**GIVEN TEXT:**
↓↓↓
Death penalty in major crimes not a given

High-profile criminals often escape maximum due to mitigating factors
2011-01-23T00:00:00Z 2011-01-23T00:33:57Z Death penalty in major crimes not a givenMarisa Taylor Mcclatchy Newspapers Arizona Daily Star
January 23, 2011 12:00 am  • 

WASHINGTON - Reacting to the Arizona shooting with anger, sadness and shock, a majority of Americans think that suspect Jared Loughner should be sent to death row if he's convicted, according to one poll. But if statistics are any indication, he has a good chance of escaping execution.

Federal prosecutors have had little luck persuading juries to send defendants to death row. Of 467 defendants whom U.S. attorneys general in Washington have authorized to face the federal death penalty since it was instituted in 1988, only 15 percent have received it.

The list of criminals who've escaped federal death row includes convicted killers: Unabomber Ted Kaczynski, Oklahoma City bomber Terry Nichols and Olympic Park bomber Eric Rudolph.

Experts say the cases reveal something about the death penalty that Loughner's attorneys undoubtedly will use to their advantage: Once juries or prosecutors know the details of suspects' lives and circumstances - even in the most heinous cases - they can be hesitant to mete out the ultimate punishment.

When questions are raised about the defendant's mental state, as in Loughner's case, that decision can be even more difficult, even for staunch supporters of the death sentence.

"It's one thing in the abstract to say you're for the death penalty," said Gerald Zerkin, a senior assistant federal defender in Richmond, Va., who's represented several defendants charged with capital crimes, including convicted Sept. 11 plotter Zacarias Moussaoui. "It's something else entirely to hand down a death sentence."

Although the Justice Department is weighing the death penalty for Loughner, defense attorneys might persuade prosecutors to seek life in prison to avoid trial. More than 40 percent of the cases that U.S. attorneys general approved for the death penalty were settled out of court, according to the Federal Death Penalty Resource Counsel Project. Many times, prosecutors are persuaded not to seek the death penalty because the victims' relatives wish to avoid trial, experts said.
↑↑↑
**DATASET RECORDS:**
↓↓↓
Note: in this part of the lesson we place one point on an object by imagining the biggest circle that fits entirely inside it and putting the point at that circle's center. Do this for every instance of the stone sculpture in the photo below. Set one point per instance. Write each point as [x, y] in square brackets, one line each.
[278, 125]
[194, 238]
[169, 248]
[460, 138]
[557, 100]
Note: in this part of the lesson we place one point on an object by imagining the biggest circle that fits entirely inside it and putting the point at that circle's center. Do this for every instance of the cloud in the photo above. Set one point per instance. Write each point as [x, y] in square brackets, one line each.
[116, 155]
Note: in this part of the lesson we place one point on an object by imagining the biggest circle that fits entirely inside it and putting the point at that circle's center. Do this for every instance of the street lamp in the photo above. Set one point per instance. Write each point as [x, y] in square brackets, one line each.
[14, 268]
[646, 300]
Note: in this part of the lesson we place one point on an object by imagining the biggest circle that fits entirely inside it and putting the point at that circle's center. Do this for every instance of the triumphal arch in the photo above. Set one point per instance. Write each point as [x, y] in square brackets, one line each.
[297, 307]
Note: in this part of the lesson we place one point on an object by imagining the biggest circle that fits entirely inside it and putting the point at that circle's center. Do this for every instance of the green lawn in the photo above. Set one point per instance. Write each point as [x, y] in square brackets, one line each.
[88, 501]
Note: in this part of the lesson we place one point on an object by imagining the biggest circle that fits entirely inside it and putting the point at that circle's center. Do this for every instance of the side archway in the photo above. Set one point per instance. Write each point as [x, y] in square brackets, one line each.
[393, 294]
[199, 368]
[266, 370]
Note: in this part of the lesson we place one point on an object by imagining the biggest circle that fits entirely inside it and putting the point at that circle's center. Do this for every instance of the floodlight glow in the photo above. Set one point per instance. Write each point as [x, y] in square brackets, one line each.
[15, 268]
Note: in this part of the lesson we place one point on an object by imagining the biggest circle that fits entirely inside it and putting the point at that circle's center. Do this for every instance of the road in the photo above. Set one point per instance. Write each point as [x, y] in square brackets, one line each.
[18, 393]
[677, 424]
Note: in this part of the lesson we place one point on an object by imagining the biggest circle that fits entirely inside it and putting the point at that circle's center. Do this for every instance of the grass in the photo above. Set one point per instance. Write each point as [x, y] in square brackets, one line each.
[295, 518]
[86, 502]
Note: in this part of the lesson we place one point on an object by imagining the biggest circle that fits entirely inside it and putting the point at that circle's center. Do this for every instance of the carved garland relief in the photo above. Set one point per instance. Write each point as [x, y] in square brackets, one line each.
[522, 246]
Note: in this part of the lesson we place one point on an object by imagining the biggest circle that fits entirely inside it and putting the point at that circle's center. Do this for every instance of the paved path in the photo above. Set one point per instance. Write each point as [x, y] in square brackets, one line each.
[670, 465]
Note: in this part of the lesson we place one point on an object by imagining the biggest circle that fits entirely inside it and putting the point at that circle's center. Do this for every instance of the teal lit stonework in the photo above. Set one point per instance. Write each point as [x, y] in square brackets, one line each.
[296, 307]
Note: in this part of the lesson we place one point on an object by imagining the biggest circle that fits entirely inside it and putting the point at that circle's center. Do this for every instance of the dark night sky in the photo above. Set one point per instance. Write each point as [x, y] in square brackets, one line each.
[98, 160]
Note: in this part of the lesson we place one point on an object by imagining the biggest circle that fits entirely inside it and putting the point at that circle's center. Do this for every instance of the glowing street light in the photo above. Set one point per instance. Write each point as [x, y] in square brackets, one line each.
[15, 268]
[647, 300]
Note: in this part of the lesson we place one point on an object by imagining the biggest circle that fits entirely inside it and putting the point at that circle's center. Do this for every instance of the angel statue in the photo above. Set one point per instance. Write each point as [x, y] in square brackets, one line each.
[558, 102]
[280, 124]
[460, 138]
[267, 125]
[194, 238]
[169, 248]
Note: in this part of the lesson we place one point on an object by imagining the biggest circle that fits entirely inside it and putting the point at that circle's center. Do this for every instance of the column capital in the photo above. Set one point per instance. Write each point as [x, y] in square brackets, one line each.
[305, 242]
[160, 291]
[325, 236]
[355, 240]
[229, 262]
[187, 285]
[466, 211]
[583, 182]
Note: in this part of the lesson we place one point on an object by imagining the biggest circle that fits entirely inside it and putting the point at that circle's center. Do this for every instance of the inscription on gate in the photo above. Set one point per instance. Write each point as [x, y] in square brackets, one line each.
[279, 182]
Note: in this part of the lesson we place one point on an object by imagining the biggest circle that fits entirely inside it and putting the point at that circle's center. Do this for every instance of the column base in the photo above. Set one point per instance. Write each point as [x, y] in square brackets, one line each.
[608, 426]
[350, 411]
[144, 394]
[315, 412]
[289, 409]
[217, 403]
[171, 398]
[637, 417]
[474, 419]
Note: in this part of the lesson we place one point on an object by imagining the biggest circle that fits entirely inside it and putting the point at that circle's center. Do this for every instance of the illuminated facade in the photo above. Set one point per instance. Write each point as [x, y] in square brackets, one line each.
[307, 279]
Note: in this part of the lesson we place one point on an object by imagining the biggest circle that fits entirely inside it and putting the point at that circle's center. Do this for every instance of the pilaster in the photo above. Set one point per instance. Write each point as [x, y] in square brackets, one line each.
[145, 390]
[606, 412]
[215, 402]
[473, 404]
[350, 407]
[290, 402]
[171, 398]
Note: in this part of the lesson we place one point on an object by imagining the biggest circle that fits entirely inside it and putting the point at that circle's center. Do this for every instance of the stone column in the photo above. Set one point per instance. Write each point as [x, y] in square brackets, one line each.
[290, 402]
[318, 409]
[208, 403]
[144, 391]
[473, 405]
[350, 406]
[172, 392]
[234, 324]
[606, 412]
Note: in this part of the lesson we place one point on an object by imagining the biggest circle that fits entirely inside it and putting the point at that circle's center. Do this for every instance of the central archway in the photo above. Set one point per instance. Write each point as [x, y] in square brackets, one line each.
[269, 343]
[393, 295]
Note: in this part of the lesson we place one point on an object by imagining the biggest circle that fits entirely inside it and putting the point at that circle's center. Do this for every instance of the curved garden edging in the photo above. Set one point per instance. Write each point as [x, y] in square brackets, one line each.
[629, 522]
↑↑↑
**PROBLEM REQUIREMENTS:** Please extend the article on the federal death penalty from its final sentence. The records aren't needed for this.

**RESULT FOR THIS EXERCISE:**
But Aitan Goelman, a former federal prosecutor who helped prosecute the Oklahoma City bombing case, said Attorney General Eric Holder undoubtedly would feel pressure to seek the death penalty given that a congresswoman was shot and six people were killed, including a federal judge and 9-year-old girl.

"If you have the federal death penalty and you don't seek it in this case, what case do you seek it in? Goelman asked.

Goelman, however, acknowledged that it would be a tough call for prosecutors because of the way federal law is written. "It bends over backwards to give the defendant the benefit of the doubt," he said.

In Loughner's case, prosecutors might seek the death penalty because of indications that Loughner carefully planned the failed assassination of Rep. Gabrielle Giffords. On an envelope the FBI found, he's said to have written: "I planned ahead."

However, defense attorneys are expected to argue against the death penalty by pointing to evidence that he's mentally ill.

Under federal law, prosecutors and juries are required to weigh such evidence.

At the sentencing stage, "there's no bright line" in determining when mental illness is enough of a factor to save someone from the death penalty, said David Bruck, a clinical professor of law at the Virginia Capital Case Clearinghouse.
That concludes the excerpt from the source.